→ **Your task**:
Output the line containing "Could you kindly pick out the window in" and all subsequent lines of the listing below, copied exactly, with no other lines.

(Excerpts of location labeling data)
===

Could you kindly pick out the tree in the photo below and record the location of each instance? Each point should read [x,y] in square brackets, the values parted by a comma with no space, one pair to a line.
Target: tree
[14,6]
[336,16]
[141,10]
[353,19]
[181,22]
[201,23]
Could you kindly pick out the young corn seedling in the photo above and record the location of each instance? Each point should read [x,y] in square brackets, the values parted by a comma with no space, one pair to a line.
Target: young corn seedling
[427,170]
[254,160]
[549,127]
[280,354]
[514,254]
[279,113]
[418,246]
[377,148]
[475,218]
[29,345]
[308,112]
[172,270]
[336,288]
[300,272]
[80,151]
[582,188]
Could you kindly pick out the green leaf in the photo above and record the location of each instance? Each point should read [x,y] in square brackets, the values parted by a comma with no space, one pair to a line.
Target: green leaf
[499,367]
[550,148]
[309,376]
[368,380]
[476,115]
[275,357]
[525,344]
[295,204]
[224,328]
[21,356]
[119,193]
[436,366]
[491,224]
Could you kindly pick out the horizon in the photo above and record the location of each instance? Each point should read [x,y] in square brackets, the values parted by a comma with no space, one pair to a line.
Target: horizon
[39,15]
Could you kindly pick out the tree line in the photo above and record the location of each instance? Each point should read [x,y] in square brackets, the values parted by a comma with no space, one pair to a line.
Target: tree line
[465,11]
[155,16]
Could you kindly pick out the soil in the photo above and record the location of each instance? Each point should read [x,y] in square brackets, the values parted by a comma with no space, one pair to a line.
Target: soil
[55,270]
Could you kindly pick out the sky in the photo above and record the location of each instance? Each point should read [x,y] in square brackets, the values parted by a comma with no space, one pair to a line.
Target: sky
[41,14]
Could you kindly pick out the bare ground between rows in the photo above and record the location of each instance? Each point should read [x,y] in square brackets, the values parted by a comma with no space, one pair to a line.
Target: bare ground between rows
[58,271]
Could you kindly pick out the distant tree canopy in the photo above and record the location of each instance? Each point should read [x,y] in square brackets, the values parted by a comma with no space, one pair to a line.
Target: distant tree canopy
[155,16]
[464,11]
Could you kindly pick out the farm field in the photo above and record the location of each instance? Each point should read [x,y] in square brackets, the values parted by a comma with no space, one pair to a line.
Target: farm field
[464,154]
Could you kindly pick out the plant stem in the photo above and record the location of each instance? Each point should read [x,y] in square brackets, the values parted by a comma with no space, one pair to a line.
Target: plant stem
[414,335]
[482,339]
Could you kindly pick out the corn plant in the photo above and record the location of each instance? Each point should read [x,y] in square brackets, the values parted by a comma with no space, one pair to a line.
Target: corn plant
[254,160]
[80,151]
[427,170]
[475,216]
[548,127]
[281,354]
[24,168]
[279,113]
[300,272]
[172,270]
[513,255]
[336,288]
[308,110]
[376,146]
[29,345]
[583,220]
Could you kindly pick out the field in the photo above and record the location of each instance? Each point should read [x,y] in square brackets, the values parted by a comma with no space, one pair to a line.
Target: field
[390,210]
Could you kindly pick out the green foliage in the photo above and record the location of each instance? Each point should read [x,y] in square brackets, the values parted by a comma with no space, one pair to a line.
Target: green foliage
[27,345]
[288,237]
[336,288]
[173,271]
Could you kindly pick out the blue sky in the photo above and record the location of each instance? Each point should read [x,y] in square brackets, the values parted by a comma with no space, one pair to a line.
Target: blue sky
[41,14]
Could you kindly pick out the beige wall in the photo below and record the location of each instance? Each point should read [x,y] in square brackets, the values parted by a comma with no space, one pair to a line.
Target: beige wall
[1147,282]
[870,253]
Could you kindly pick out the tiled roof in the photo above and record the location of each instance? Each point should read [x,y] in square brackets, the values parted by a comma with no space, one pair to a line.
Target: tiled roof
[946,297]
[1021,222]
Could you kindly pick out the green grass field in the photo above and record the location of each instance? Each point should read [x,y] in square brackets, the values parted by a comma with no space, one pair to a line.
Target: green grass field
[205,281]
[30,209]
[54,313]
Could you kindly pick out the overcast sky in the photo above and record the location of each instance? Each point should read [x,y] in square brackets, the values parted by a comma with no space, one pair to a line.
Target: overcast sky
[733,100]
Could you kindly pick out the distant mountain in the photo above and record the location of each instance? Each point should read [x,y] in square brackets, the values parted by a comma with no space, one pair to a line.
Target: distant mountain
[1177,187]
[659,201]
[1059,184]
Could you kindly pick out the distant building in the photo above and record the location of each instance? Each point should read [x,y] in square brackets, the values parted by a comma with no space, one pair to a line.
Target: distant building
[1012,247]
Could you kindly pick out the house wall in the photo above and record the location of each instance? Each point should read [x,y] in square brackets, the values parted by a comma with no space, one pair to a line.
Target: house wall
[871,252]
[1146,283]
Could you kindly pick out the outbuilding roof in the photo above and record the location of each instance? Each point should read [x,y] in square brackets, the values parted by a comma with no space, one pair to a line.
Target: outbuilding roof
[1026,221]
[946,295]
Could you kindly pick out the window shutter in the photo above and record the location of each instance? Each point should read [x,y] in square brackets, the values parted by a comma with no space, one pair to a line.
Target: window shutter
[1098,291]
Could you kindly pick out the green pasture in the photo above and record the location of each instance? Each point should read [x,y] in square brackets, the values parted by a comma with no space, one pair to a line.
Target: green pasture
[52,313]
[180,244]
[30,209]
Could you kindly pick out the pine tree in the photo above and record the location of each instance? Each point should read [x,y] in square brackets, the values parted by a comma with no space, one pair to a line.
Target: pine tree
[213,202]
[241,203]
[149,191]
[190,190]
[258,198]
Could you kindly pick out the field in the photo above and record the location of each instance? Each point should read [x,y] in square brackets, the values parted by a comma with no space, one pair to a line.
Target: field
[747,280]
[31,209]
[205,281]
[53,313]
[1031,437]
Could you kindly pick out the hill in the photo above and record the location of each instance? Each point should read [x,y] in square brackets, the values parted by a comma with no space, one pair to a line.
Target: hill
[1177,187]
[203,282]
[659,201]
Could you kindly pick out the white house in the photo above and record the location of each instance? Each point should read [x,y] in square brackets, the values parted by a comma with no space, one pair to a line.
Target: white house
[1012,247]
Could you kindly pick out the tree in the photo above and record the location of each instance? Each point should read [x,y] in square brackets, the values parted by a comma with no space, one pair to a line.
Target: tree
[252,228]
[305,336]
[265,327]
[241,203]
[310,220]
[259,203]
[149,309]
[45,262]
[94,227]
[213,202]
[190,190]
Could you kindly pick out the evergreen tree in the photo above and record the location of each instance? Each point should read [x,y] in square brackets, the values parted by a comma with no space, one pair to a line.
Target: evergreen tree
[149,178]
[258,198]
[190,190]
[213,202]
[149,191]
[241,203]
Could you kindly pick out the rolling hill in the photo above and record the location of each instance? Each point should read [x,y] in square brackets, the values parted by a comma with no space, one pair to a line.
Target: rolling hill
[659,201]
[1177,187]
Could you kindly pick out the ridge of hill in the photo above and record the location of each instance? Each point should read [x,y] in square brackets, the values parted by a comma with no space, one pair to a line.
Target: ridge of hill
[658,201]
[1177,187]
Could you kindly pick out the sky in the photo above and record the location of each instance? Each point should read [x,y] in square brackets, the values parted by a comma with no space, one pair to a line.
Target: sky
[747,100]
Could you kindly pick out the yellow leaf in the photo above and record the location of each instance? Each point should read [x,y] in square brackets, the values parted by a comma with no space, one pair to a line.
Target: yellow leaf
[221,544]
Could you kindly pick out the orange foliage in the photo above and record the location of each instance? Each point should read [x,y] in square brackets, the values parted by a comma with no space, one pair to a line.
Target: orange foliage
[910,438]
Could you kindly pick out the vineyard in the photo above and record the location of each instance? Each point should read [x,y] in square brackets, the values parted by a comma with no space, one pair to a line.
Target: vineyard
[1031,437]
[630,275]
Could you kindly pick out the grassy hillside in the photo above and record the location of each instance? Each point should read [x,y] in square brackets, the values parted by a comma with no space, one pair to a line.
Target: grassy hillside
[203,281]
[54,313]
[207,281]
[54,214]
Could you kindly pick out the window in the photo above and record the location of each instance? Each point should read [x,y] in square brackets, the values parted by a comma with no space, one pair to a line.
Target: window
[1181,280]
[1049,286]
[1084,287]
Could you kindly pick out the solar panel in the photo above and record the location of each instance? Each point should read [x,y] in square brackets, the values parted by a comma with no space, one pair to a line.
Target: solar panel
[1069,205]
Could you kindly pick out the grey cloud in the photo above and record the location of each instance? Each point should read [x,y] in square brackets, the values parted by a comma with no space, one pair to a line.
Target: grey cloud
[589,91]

===

→ **The output**:
Could you kindly pick out the window in the photo above and record the location of each instance? Each point should read [x,y] in square brackets, the values parted by a comma with no space, one pair to a line.
Target: window
[1181,280]
[1049,286]
[1084,287]
Could you kindly pick out the solar panel in the photo above and record the location of each instance? Each point should read [x,y] in square brackets, the values parted by a comma with no space, one pair to a line.
Target: solar panel
[1069,205]
Could you kindly pick out the grey cloud in the photo above and record the location of each instance? Each point should read [x,y] in square brackets, the values parted by a comma with no space, one pair to a line.
Target: grey cloud
[589,91]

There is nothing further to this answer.